**Actions to take:**
a) Answer these questions from the passage on the bootstrap theory:
(i) For how long did Münchhausen serve in the Russian Imperial cavalry?
(ii) In later retellings of the swamp story, what did he pull instead of his hair?
(iii) Among which three groups does the bootstrap theory of speculation have an astonishing following?
b) Copy the section of the passage on the bootstrap theory starting at "Hieronymus Carl Friedrich" and ending at "teaching of economics.", swapping "nobleman" for "aristocrat".

**Reading passage:**

- - - -

Hieronymus Carl Friedrich von Münchhausen (1720-1797), also known as Baron von Munchausen, was a German nobleman who returned to his native Braunschweig after two decades of service in the Russian Imperial cavalry in the middle of the 18th century. He used to entertain dinner parties with deliberately caricatural tall stories of his adventures in far-flung lands. One of his exploits has become a much-used metaphor, now called the bootstrap theory, in the teaching of economics.

As the story goes, Munchausen found himself in a bottomless swamp, sinking ominously and looking round in vain for something firm to grab and pull himself out. Resourceful as he was, he took a thick handful of his own hair, raised himself by it and was saved. In later years as the story was retold, instead of his hair, it was his own bootstraps that he pulled to raise himself. Other such miraculous bootstrap stories figure in the economic folklore. Mancur Olson’s “encompassing group” is one such.1 Another is Henry Ford supposedly overpaying his workers so as to be able to sell them his cars and increase his profits.

The bootstrap theory of speculation is a real pearl among bootstrap theory. It does not figure in good textbooks, but is freely aired by the media, firmly held in popular opinion, and has an astonishing following among Eurocrats, banking regulators and high-ranking Finance Ministry officials.

- - - -

Referring expression data:
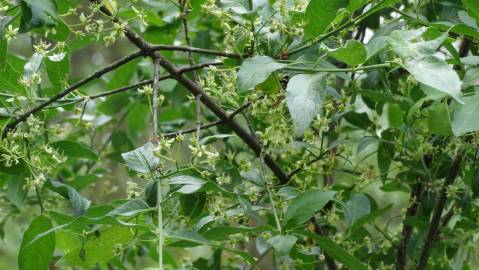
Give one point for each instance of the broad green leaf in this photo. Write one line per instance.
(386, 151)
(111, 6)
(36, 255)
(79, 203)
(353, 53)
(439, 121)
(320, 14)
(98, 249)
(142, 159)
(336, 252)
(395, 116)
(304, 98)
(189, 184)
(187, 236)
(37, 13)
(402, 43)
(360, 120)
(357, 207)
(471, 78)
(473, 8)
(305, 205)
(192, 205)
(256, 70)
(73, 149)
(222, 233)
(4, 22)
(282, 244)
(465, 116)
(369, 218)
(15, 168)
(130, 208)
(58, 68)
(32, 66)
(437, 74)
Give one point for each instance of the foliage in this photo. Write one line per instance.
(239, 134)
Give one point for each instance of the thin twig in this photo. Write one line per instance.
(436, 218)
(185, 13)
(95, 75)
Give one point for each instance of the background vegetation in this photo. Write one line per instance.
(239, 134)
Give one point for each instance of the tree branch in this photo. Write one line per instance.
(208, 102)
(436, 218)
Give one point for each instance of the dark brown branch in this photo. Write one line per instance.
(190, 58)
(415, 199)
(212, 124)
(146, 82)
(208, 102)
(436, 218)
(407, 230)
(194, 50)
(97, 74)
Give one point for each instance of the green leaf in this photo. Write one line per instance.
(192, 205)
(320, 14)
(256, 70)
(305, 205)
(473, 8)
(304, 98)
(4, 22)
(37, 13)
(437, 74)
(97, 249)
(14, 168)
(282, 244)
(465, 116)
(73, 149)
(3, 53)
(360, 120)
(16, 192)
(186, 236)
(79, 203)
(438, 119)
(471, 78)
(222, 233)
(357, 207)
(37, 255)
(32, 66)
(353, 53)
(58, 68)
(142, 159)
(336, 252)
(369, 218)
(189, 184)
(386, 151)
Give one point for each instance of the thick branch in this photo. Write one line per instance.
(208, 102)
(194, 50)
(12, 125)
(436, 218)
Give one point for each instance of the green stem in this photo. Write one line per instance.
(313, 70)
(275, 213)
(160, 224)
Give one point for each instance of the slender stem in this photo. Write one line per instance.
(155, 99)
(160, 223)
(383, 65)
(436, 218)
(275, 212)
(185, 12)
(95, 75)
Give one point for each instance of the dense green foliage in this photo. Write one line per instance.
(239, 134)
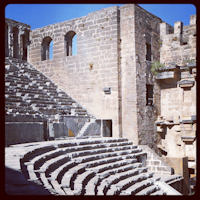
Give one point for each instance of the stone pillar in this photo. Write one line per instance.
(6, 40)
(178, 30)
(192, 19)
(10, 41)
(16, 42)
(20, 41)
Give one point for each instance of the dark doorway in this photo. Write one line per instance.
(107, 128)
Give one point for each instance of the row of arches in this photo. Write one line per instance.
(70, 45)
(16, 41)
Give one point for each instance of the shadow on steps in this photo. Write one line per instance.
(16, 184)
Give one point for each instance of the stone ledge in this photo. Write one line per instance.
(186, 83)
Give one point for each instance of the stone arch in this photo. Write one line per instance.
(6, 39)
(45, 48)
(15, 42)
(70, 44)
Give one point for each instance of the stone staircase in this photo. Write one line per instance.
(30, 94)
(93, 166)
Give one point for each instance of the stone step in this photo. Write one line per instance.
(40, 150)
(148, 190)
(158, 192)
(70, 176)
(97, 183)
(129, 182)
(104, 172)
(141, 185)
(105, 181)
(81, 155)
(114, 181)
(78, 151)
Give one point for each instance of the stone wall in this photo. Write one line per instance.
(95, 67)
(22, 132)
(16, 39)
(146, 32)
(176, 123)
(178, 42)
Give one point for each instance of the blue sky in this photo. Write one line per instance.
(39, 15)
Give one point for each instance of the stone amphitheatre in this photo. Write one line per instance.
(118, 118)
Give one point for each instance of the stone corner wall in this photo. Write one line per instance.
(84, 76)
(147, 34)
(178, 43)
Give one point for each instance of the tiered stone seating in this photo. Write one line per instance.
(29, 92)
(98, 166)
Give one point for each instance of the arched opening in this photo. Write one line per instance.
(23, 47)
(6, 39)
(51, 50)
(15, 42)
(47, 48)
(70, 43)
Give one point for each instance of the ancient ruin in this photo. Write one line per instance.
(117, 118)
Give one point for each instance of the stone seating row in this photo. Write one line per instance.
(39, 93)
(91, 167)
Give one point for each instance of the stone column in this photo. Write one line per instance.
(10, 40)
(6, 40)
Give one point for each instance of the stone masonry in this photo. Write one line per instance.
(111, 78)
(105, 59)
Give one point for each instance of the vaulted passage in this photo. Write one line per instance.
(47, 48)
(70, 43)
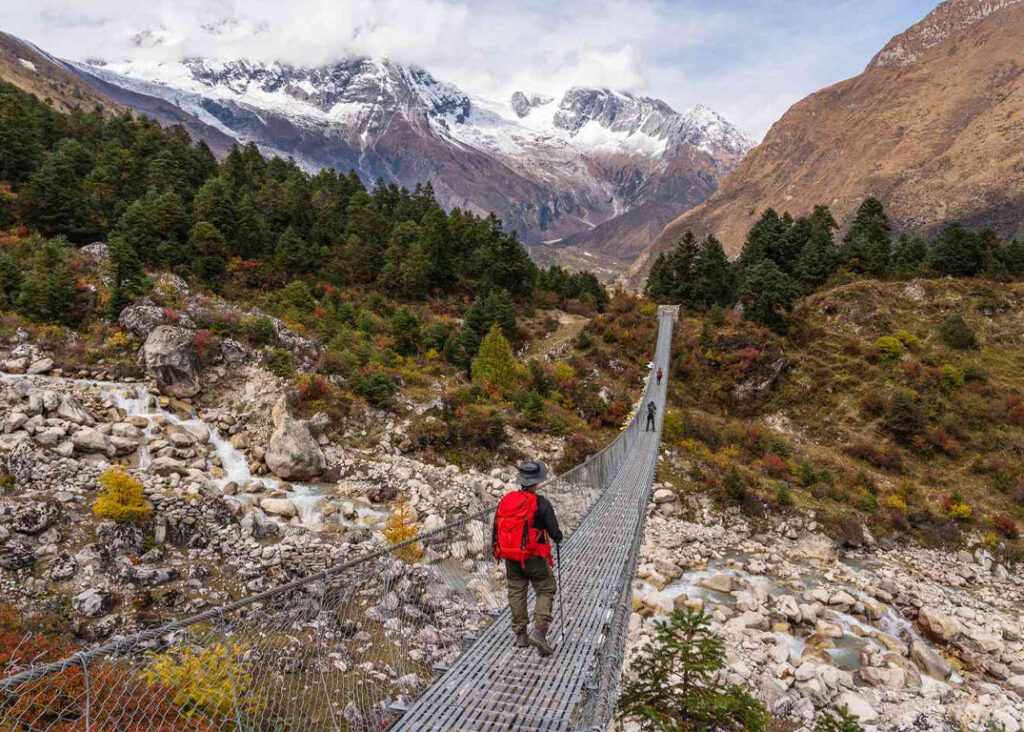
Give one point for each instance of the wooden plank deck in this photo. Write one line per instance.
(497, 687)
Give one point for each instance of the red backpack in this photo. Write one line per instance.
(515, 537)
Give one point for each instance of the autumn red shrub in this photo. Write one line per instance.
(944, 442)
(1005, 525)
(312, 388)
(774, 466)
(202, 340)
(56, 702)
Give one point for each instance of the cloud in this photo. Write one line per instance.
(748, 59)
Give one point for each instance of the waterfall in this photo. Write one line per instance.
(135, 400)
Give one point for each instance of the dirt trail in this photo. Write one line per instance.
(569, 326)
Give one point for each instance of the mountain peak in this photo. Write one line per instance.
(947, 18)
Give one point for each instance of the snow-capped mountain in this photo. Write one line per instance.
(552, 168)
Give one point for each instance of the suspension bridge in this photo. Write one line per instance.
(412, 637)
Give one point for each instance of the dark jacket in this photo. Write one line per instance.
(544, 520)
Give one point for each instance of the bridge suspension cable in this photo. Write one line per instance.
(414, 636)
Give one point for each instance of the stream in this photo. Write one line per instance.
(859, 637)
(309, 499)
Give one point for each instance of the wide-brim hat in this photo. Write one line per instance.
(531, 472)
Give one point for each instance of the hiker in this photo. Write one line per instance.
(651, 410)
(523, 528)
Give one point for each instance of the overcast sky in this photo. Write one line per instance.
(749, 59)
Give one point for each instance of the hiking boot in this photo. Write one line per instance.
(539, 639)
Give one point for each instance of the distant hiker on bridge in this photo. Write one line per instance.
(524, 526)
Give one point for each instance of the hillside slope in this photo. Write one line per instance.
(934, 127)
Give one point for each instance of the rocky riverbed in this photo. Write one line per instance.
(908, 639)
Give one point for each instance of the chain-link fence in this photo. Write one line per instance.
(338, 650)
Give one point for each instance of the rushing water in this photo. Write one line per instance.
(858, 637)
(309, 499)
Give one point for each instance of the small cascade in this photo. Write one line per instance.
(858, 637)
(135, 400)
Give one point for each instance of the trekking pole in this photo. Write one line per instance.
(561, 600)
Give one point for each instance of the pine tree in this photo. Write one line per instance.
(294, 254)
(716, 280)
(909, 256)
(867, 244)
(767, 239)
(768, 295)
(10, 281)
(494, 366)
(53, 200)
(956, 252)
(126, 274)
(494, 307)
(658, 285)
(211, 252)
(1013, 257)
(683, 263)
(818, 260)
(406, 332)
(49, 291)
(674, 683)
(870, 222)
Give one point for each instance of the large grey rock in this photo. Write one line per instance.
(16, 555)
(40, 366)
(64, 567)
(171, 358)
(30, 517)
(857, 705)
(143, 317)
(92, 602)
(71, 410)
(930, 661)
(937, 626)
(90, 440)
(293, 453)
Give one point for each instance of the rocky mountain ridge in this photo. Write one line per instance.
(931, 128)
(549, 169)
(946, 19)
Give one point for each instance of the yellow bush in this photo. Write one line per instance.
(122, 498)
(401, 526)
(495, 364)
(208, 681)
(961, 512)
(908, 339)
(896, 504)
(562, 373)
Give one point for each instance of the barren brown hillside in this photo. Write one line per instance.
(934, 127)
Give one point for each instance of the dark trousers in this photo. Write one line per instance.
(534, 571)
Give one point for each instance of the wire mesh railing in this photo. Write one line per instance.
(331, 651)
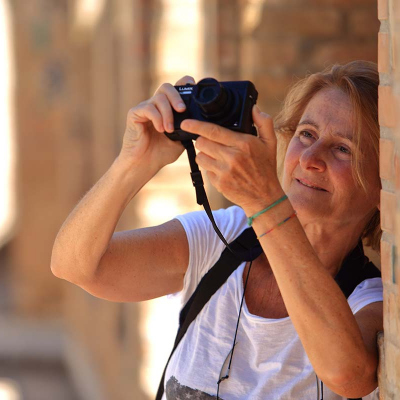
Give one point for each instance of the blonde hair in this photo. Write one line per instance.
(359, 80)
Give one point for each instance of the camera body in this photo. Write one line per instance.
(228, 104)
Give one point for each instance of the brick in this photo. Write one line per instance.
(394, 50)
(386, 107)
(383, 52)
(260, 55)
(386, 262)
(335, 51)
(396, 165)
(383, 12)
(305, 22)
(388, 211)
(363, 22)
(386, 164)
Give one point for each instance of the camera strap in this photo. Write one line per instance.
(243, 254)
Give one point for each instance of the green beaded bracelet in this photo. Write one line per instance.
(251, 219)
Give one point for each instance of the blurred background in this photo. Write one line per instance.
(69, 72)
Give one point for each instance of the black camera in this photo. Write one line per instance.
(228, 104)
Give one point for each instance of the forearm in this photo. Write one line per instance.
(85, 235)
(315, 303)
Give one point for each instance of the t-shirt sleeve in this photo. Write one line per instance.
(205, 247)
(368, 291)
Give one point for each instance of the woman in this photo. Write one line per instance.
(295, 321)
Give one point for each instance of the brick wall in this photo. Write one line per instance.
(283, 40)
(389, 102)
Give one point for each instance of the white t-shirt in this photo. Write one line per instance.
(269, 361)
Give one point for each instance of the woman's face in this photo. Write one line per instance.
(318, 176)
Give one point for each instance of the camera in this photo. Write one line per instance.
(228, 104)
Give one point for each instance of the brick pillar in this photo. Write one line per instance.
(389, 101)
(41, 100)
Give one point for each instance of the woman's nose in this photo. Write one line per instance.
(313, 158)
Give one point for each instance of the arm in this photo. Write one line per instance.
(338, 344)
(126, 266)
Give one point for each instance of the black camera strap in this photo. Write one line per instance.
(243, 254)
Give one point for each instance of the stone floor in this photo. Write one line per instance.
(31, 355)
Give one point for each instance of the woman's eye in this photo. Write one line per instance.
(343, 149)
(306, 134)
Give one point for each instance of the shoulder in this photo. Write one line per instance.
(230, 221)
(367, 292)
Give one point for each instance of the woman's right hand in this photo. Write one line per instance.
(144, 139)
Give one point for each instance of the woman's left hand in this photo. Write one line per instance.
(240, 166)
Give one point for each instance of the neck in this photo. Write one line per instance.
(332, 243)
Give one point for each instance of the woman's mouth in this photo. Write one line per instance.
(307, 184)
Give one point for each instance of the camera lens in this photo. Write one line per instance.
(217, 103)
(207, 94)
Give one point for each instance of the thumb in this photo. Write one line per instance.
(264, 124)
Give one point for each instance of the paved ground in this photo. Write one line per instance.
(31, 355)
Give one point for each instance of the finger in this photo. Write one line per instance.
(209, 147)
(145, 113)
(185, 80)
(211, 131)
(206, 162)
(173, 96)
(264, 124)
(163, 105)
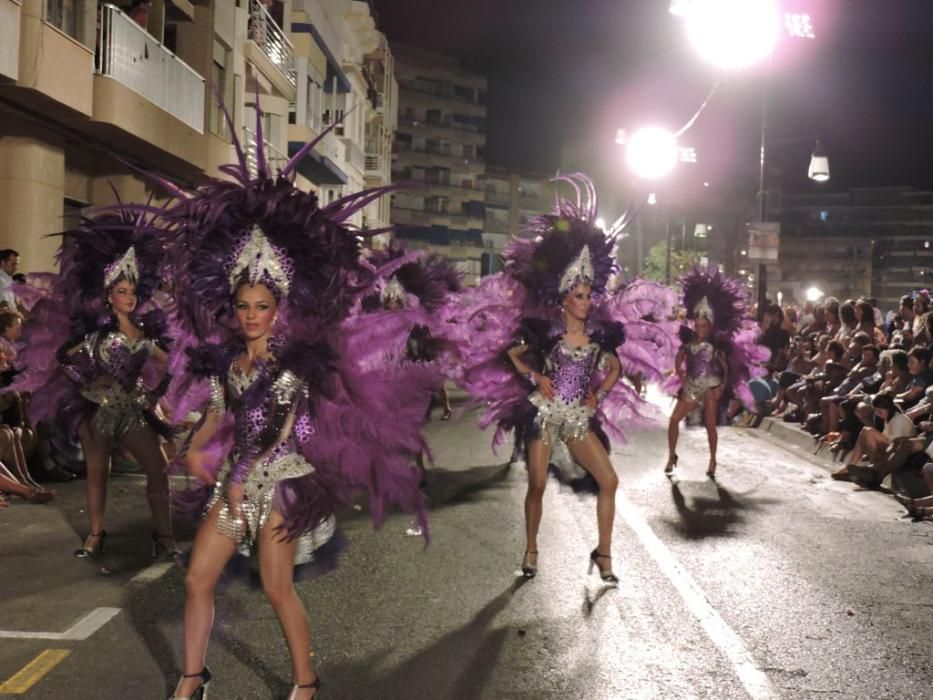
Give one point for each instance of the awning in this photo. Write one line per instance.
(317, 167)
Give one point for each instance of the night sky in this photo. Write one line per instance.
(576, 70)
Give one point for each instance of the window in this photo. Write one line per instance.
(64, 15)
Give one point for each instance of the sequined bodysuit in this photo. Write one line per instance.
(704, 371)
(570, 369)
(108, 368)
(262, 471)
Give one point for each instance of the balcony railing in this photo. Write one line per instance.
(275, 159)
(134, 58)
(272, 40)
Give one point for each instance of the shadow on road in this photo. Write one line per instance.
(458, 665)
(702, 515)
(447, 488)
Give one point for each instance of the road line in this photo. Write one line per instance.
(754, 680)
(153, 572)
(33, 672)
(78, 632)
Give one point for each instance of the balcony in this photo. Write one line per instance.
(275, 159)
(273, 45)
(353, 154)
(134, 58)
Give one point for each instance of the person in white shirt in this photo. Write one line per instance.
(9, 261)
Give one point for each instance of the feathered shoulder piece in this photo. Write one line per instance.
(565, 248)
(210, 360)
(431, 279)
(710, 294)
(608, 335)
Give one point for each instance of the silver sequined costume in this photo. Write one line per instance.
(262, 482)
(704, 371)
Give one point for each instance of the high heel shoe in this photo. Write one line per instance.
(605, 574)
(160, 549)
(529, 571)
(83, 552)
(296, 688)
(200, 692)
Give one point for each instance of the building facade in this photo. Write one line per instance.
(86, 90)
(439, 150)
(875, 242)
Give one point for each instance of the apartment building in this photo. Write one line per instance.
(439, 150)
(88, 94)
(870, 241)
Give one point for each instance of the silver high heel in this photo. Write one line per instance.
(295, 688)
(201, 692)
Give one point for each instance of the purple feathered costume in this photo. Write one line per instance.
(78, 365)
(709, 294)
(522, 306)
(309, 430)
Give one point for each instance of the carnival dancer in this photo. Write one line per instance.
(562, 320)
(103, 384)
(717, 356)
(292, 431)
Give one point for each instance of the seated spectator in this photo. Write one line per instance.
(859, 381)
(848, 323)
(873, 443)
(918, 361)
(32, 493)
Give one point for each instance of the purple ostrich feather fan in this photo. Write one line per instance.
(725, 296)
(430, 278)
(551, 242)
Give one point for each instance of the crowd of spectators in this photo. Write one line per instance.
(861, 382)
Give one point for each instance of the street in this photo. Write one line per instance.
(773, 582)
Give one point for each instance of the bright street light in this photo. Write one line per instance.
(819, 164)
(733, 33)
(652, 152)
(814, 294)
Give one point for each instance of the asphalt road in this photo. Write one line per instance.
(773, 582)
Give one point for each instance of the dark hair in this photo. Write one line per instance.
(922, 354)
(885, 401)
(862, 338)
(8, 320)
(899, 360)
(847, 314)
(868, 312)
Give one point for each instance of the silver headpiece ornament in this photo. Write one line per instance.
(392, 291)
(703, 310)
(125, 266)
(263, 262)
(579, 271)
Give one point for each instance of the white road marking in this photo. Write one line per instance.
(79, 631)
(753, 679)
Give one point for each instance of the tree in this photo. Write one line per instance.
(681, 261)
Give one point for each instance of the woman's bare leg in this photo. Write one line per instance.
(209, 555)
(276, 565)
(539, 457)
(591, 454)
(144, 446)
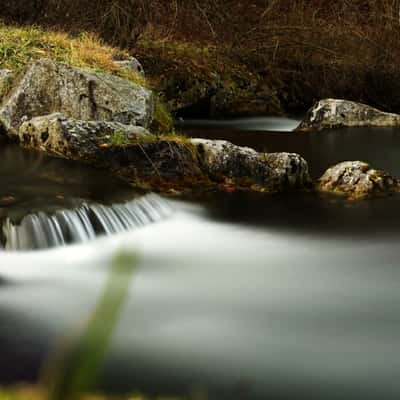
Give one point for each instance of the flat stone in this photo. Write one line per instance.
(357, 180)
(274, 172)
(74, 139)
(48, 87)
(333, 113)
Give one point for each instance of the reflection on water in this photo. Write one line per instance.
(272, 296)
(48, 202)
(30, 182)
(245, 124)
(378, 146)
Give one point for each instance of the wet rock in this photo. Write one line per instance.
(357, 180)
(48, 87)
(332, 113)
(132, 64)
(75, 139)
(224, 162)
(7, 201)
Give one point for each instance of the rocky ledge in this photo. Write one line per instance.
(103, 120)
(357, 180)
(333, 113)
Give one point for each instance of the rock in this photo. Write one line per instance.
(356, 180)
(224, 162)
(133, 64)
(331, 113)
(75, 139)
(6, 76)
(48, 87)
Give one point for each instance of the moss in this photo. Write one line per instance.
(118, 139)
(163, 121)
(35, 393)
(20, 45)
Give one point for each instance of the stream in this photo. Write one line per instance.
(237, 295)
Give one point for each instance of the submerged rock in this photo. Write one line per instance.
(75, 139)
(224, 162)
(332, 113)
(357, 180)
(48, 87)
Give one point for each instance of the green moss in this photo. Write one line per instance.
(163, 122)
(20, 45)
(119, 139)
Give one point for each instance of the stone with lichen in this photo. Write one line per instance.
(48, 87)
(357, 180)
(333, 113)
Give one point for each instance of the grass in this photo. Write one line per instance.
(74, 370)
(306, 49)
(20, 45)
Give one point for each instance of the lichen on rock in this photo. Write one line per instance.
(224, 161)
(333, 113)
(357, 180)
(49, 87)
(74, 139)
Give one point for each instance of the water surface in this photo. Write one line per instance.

- - - -

**Answers provided:**
a)
(i) Two decades.
(ii) His own bootstraps.
(iii) Eurocrats, banking regulators and high-ranking Finance Ministry officials.

b)
Hieronymus Carl Friedrich von Münchhausen (1720-1797), also known as Baron von Munchausen, was a German aristocrat who returned to his native Braunschweig after two decades of service in the Russian Imperial cavalry in the middle of the 18th century. He used to entertain dinner parties with deliberately caricatural tall stories of his adventures in far-flung lands. One of his exploits has become a much-used metaphor, now called the bootstrap theory, in the teaching of economics.